■ OBJECTIVE
Copy only what runs from the line containing "Note: one point per instance of the towel ring, never" through the end of the material below, line for line, with both ends included.
--- start of PROVIDED RECORDS ---
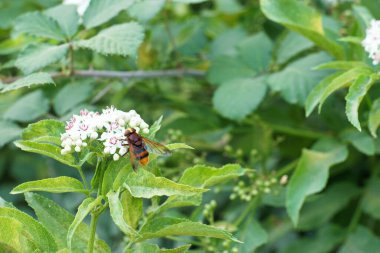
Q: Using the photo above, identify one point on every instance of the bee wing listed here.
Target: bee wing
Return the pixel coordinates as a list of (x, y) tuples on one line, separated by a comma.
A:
[(132, 157), (155, 147)]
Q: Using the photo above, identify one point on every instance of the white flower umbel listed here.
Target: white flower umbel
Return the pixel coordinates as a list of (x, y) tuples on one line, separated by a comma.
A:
[(107, 128), (371, 42), (82, 5)]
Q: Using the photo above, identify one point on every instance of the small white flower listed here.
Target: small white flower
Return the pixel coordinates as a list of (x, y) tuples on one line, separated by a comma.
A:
[(371, 42)]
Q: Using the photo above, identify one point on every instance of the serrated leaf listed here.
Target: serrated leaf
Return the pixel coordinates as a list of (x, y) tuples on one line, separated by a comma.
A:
[(132, 208), (253, 235), (27, 81), (39, 235), (145, 10), (307, 22), (225, 68), (57, 221), (56, 185), (117, 213), (354, 97), (14, 237), (341, 81), (49, 150), (316, 93), (144, 184), (340, 65), (71, 95), (237, 98), (8, 132), (83, 210), (38, 24), (167, 226), (34, 57), (311, 174), (67, 18), (374, 117), (100, 11), (291, 45), (361, 240), (202, 176), (360, 140), (256, 51), (371, 198), (334, 199), (28, 108), (297, 80), (123, 39)]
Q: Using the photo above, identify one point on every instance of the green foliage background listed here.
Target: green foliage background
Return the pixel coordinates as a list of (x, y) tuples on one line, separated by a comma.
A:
[(240, 81)]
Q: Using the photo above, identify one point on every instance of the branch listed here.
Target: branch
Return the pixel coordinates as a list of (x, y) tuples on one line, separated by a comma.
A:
[(143, 74)]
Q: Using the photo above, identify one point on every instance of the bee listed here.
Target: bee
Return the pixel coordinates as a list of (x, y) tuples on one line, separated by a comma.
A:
[(139, 148)]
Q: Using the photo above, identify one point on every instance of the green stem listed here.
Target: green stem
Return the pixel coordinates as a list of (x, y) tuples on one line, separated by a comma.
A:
[(287, 168), (250, 208), (83, 178), (91, 241)]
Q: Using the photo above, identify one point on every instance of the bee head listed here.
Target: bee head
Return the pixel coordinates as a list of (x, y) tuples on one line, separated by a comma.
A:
[(129, 131)]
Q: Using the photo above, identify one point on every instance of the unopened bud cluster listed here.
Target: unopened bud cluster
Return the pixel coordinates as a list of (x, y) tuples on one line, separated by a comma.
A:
[(107, 127), (371, 42)]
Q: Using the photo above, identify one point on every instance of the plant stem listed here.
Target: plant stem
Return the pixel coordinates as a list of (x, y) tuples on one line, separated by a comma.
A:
[(83, 177), (91, 241), (287, 168)]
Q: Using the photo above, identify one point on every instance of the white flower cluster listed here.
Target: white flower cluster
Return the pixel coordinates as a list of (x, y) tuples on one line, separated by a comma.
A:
[(82, 5), (371, 42), (107, 127)]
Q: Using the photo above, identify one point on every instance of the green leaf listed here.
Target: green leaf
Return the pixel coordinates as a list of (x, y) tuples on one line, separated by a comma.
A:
[(311, 174), (360, 140), (123, 39), (355, 96), (67, 18), (34, 58), (297, 80), (341, 81), (336, 197), (28, 108), (100, 11), (145, 10), (237, 98), (298, 17), (38, 24), (256, 51), (144, 184), (316, 93), (43, 128), (117, 213), (340, 65), (14, 237), (27, 81), (374, 117), (132, 208), (202, 176), (291, 45), (57, 221), (253, 236), (71, 95), (38, 234), (83, 210), (225, 68), (361, 240), (8, 132), (371, 198), (56, 185), (167, 226), (47, 149)]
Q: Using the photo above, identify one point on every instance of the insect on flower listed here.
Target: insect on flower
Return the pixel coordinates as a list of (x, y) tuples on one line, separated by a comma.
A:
[(139, 148)]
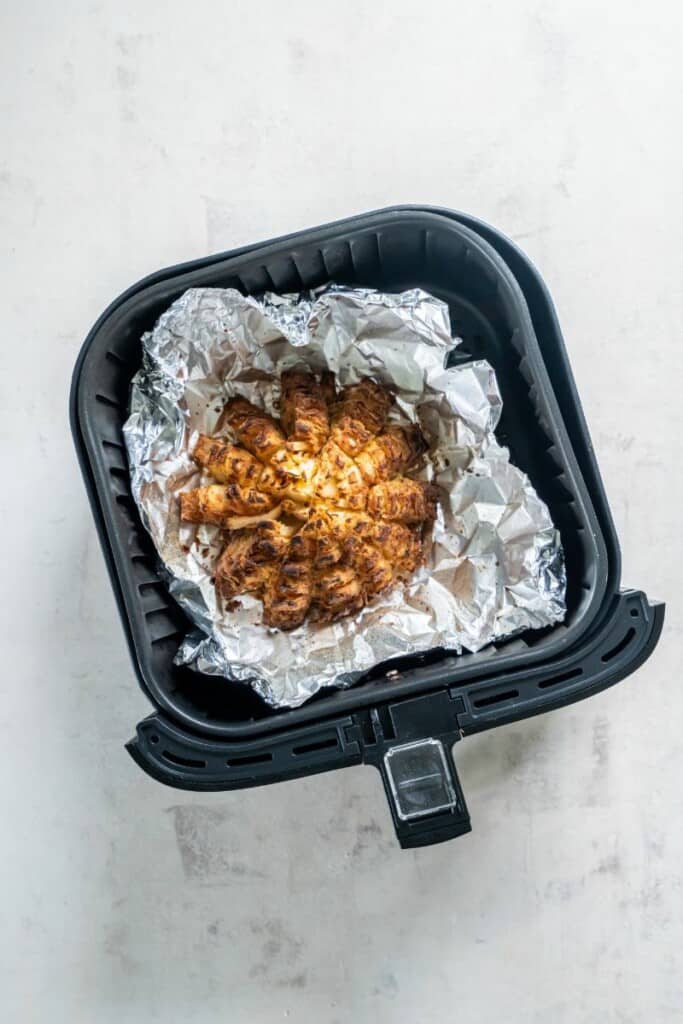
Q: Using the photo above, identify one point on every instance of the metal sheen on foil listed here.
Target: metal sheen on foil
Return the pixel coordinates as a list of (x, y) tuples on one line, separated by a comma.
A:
[(496, 565)]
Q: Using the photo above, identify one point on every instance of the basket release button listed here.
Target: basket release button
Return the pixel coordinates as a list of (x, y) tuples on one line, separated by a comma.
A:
[(420, 779)]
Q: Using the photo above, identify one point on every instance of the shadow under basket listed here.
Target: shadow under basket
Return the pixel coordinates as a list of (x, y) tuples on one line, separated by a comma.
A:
[(404, 716)]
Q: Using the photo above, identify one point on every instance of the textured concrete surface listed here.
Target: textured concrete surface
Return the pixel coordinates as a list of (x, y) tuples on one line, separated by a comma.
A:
[(136, 135)]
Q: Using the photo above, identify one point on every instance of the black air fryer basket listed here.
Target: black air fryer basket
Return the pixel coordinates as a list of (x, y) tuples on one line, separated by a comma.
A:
[(403, 717)]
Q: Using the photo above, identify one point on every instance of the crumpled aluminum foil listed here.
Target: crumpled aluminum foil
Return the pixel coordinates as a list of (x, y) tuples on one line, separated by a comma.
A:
[(496, 565)]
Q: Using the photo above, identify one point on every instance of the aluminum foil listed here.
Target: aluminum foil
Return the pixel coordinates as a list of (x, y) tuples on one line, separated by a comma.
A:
[(496, 564)]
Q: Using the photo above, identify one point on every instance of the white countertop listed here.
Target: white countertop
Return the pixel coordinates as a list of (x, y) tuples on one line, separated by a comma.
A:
[(134, 138)]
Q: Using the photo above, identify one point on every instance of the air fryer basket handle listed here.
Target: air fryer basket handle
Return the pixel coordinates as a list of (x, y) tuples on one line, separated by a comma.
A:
[(424, 793)]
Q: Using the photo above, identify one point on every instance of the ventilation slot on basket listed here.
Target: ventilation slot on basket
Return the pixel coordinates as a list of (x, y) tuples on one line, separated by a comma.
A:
[(103, 399), (563, 678), (249, 759), (181, 762), (322, 744), (624, 642), (496, 698), (113, 357)]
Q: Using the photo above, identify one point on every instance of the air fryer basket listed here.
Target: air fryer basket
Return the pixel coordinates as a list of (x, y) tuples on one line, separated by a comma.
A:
[(391, 250)]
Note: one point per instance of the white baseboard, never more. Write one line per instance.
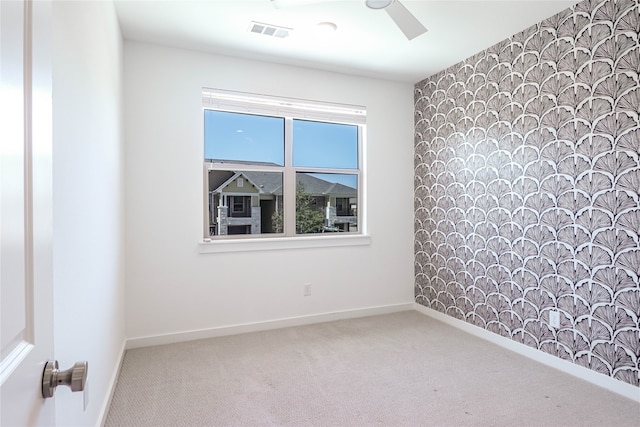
(601, 380)
(264, 326)
(104, 411)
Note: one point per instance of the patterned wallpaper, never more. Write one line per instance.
(527, 182)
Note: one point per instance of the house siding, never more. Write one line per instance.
(527, 181)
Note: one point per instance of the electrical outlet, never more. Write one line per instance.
(554, 319)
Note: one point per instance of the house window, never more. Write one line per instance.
(280, 167)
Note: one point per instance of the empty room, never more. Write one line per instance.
(320, 213)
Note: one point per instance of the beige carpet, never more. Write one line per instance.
(402, 369)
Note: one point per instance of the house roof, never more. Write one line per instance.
(271, 183)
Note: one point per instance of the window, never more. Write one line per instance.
(280, 167)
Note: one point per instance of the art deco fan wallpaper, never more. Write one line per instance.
(527, 182)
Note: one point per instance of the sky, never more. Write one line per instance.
(234, 136)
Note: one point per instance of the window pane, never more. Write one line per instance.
(325, 145)
(243, 138)
(326, 203)
(245, 202)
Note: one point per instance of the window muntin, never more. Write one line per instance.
(320, 166)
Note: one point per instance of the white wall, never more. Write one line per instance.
(88, 201)
(171, 287)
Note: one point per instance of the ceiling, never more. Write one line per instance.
(367, 42)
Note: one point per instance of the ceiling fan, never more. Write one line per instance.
(404, 19)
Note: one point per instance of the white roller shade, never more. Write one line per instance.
(250, 103)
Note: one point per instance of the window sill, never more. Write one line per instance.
(279, 243)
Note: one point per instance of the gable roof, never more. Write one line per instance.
(271, 183)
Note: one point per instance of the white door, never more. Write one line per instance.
(25, 211)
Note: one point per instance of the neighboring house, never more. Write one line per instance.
(244, 202)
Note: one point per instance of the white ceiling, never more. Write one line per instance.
(367, 42)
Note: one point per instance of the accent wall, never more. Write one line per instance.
(527, 182)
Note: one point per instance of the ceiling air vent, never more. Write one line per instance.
(269, 30)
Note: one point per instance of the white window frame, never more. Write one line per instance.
(289, 109)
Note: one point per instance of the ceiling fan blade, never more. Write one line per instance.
(408, 23)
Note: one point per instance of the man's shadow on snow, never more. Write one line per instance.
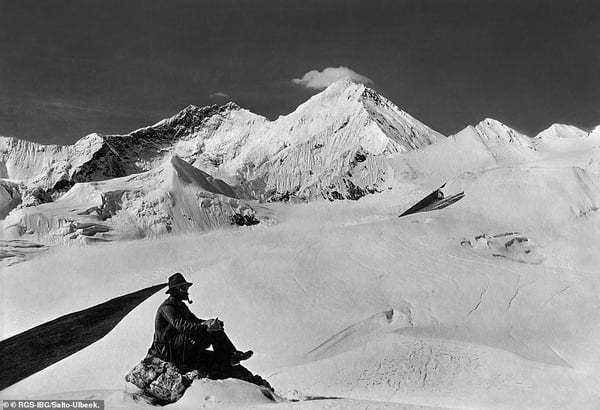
(39, 347)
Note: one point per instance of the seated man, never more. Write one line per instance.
(182, 339)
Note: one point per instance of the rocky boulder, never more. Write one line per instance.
(161, 380)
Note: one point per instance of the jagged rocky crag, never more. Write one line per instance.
(343, 143)
(333, 145)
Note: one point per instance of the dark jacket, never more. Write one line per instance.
(175, 330)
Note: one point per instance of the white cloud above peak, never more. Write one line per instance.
(318, 80)
(219, 95)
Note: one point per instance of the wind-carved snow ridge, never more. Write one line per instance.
(360, 333)
(334, 146)
(174, 197)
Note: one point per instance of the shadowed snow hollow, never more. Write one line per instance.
(174, 197)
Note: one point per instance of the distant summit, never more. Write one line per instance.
(332, 146)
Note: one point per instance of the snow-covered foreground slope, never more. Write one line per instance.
(345, 299)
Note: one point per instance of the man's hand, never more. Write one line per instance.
(213, 325)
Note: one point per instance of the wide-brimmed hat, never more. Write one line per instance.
(177, 280)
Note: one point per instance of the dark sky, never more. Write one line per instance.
(69, 68)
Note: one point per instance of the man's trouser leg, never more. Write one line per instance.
(222, 345)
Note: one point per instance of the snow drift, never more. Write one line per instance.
(174, 197)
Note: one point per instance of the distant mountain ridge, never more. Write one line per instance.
(344, 143)
(311, 152)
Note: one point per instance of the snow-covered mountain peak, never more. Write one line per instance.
(493, 130)
(561, 131)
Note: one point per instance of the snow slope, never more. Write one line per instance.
(345, 299)
(174, 197)
(329, 146)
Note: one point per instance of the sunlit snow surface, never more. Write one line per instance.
(346, 301)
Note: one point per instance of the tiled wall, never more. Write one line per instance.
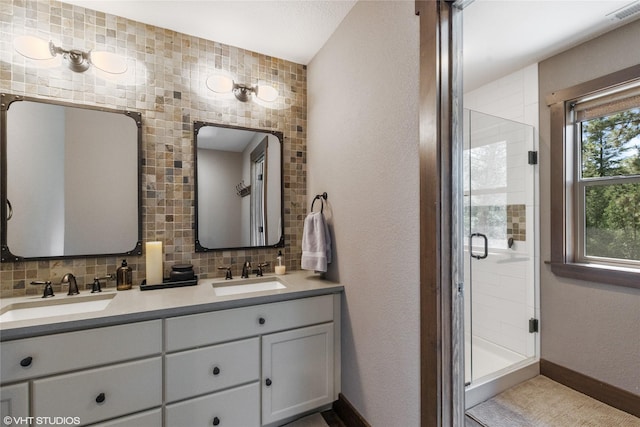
(166, 83)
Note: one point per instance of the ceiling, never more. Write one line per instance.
(500, 36)
(288, 29)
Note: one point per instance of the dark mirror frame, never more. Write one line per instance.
(196, 128)
(5, 102)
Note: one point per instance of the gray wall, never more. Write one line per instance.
(363, 151)
(591, 328)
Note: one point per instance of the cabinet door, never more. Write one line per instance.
(297, 371)
(14, 403)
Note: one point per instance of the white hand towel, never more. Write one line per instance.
(316, 243)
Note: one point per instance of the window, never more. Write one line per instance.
(595, 180)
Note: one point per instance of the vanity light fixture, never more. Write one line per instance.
(77, 60)
(223, 84)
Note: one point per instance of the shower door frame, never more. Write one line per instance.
(500, 194)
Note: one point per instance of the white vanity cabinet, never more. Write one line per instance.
(94, 374)
(289, 345)
(258, 365)
(14, 402)
(297, 371)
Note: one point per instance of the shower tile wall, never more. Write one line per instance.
(168, 88)
(503, 297)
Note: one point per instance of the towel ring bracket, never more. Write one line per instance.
(322, 197)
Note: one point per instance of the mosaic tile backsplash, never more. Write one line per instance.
(166, 83)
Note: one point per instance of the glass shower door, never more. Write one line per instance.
(499, 252)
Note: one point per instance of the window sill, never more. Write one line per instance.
(626, 277)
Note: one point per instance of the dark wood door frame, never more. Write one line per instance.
(441, 303)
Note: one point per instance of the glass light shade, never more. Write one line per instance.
(220, 84)
(266, 93)
(33, 47)
(108, 62)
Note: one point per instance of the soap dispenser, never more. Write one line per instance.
(280, 269)
(124, 277)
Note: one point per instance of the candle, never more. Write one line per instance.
(154, 262)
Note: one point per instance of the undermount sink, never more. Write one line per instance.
(226, 288)
(39, 308)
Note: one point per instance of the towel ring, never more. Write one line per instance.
(322, 198)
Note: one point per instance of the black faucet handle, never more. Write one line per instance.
(228, 275)
(246, 269)
(48, 290)
(73, 284)
(96, 283)
(260, 267)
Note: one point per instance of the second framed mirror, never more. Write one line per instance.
(239, 189)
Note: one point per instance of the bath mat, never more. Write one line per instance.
(541, 402)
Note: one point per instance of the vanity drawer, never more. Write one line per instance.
(52, 354)
(227, 325)
(100, 394)
(145, 419)
(237, 407)
(194, 372)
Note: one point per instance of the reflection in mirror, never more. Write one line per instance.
(238, 187)
(72, 179)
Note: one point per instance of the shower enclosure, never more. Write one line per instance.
(499, 210)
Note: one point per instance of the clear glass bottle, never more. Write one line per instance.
(124, 277)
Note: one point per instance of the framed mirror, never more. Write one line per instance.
(239, 190)
(71, 180)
--- end of PROVIDED RECORDS ---
■ WRITTEN RESPONSE
Note: one point per instance of the towel ring, never more. Write one line per instance.
(322, 198)
Note: one point per instance of the black faucet handle, never more. Write one line per instance.
(228, 275)
(246, 269)
(48, 290)
(73, 284)
(96, 283)
(260, 267)
Note: one point per instance of the second framed mirror, never more. Write one line per instance.
(239, 189)
Note: one point per instance of the bath mat, never more. Write one line per instance.
(541, 402)
Note: one point per instance of the vanity drawer, never more. Write one line per instance.
(52, 354)
(227, 325)
(100, 394)
(145, 419)
(237, 407)
(194, 372)
Note: one point per instance of the reflection in mirror, never more. Write one line per instance.
(238, 187)
(72, 179)
Note: one point per instance of the shower enclosure, never more. Write one line per instance.
(499, 210)
Note: one point per instance of the clear glass bottle, never more. Write one line per instance.
(124, 277)
Note: one point per instance of the framed mirror, never more. Write one line per instance.
(239, 190)
(71, 180)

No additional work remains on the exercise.